**DATASET ENTRIES**

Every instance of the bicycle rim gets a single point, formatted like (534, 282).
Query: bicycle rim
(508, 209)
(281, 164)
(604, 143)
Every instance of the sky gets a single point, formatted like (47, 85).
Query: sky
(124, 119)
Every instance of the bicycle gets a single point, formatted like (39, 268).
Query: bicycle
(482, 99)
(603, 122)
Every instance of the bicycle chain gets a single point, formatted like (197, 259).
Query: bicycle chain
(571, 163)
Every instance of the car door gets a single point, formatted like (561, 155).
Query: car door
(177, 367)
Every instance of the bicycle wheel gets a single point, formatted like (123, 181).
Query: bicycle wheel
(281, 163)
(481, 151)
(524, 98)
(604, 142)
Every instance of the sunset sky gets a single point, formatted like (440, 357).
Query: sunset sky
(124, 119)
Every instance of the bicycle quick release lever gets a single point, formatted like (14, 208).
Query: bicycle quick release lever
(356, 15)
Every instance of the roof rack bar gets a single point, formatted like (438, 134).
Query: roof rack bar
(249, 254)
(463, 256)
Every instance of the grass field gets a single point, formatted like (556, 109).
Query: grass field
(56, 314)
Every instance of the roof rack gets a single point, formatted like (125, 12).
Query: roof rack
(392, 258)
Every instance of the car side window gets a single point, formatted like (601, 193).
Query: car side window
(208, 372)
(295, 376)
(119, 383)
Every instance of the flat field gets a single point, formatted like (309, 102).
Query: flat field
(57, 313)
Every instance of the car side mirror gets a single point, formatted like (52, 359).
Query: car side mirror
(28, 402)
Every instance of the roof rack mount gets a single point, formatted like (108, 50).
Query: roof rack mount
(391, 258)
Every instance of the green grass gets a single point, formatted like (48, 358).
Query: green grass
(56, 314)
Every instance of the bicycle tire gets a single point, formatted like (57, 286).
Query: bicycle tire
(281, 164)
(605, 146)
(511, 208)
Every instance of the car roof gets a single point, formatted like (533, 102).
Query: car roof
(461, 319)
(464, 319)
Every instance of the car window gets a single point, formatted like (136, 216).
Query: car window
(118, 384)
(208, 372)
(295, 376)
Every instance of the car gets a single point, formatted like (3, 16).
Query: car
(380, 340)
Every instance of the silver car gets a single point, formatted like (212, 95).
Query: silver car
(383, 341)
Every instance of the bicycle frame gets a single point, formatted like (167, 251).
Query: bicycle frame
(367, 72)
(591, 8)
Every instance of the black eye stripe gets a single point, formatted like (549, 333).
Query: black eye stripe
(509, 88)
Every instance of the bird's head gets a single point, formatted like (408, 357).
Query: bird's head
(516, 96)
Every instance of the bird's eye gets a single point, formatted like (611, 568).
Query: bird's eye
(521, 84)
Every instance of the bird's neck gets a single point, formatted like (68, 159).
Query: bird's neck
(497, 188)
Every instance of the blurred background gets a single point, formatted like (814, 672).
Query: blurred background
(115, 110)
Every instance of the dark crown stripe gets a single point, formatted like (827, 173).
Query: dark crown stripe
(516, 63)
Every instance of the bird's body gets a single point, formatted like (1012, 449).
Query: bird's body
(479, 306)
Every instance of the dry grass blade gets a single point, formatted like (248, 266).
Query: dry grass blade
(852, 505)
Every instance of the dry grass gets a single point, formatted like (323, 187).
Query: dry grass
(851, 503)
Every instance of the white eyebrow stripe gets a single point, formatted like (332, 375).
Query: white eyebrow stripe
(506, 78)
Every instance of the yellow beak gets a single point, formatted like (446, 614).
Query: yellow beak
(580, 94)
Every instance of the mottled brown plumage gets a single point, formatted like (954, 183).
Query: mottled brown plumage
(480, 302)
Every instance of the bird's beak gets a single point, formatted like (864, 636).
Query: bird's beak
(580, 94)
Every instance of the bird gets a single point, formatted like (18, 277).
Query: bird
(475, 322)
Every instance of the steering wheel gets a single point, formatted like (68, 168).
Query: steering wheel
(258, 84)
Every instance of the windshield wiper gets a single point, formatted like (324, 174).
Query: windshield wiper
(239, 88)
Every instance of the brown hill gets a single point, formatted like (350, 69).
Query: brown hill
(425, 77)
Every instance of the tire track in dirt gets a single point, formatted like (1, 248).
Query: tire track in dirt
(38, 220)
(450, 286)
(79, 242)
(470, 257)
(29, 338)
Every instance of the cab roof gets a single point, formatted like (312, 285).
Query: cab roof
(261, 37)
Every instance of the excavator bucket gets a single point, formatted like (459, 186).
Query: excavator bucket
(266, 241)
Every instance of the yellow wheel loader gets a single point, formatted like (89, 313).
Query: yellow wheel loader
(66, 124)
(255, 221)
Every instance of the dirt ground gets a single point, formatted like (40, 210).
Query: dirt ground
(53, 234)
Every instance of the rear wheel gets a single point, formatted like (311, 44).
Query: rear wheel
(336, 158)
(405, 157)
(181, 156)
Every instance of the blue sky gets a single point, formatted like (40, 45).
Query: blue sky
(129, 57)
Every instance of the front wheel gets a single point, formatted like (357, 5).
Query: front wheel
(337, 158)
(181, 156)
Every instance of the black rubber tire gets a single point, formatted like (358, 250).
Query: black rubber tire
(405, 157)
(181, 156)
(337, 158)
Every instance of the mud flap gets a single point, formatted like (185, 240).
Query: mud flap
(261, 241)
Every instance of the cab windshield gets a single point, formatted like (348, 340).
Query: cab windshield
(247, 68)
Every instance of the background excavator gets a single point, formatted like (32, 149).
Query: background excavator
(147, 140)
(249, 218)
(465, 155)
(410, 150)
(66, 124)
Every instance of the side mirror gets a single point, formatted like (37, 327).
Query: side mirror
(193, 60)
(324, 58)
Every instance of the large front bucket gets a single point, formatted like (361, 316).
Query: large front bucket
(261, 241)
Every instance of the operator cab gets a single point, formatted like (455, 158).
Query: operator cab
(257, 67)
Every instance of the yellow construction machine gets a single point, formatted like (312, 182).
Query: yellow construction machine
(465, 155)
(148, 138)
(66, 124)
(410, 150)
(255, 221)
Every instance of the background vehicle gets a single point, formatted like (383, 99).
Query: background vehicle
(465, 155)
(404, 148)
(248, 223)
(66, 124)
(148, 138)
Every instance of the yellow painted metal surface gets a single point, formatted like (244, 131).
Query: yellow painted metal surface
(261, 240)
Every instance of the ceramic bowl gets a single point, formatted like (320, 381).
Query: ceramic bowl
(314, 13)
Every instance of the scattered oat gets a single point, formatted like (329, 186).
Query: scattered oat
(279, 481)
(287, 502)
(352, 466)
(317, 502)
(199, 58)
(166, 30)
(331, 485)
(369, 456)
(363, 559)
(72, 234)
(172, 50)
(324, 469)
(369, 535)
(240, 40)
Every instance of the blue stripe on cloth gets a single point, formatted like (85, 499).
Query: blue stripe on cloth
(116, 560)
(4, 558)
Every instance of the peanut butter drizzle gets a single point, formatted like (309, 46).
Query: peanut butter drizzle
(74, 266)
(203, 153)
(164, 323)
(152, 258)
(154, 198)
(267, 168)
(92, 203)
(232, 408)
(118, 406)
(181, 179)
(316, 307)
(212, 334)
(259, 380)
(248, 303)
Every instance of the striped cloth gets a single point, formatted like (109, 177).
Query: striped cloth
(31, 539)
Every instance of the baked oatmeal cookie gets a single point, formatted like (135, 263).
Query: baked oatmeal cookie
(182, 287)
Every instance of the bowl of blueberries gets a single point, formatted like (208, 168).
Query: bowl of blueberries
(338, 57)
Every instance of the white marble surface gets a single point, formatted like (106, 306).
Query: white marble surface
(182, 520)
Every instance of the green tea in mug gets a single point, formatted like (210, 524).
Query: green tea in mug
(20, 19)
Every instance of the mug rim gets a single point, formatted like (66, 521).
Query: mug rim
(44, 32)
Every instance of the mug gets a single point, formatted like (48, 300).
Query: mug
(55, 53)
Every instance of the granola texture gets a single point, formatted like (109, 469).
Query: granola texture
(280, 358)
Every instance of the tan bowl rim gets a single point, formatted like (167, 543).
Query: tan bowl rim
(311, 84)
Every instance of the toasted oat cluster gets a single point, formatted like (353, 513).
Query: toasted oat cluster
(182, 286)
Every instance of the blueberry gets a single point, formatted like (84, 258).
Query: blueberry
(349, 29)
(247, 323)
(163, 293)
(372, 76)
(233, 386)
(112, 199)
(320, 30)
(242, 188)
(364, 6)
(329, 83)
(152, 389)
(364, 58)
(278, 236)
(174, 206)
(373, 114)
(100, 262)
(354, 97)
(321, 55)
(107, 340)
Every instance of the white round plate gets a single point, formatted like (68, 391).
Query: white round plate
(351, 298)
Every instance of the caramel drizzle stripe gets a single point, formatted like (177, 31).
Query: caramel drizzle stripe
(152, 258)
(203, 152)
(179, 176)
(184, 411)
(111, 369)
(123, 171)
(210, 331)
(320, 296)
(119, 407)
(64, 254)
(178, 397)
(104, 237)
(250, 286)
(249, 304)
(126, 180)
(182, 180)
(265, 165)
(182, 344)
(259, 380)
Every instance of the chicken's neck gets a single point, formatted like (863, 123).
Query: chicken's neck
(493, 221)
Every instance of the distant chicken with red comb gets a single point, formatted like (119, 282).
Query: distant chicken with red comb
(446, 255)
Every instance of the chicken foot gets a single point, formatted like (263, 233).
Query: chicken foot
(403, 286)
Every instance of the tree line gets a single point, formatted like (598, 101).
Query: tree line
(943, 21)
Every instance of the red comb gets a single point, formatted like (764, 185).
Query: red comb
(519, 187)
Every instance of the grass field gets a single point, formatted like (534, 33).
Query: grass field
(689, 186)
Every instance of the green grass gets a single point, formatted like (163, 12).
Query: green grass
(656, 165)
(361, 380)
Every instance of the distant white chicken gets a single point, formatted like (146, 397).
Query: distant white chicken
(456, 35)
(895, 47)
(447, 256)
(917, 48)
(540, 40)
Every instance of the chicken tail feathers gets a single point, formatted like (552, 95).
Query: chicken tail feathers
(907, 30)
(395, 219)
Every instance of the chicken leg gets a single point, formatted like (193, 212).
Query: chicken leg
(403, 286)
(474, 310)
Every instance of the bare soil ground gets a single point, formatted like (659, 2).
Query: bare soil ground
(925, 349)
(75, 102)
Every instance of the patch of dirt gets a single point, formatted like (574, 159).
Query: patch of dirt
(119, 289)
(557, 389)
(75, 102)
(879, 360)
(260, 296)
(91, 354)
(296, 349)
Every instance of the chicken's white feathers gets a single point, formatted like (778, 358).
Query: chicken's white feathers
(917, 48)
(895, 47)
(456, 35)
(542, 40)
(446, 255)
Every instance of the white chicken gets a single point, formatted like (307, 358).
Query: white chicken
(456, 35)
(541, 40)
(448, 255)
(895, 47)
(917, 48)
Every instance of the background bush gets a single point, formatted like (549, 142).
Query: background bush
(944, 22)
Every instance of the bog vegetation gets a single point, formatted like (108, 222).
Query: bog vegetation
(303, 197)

**EXERCISE DIRECTIONS**
In the records above, find the line containing "Every instance of the chicken's white"; please retype it and every line after it through the last line, exactly and with nothing else.

**RESULT OF THIS EXERCISE**
Every instance of the chicken's white feathers gets a single point, formatted like (778, 358).
Query: chicken's white feathers
(917, 48)
(895, 47)
(456, 35)
(542, 40)
(446, 255)
Every instance of the white chicken gets a single point, formatted like (307, 358).
Query: white chicken
(456, 35)
(541, 40)
(448, 255)
(895, 47)
(917, 48)
Every instance of the background bush gets a single point, formatted like (549, 142).
Query: background bush
(944, 22)
Every instance of the bog vegetation gets a single point, formatted like (108, 222).
Query: bog vegetation
(303, 197)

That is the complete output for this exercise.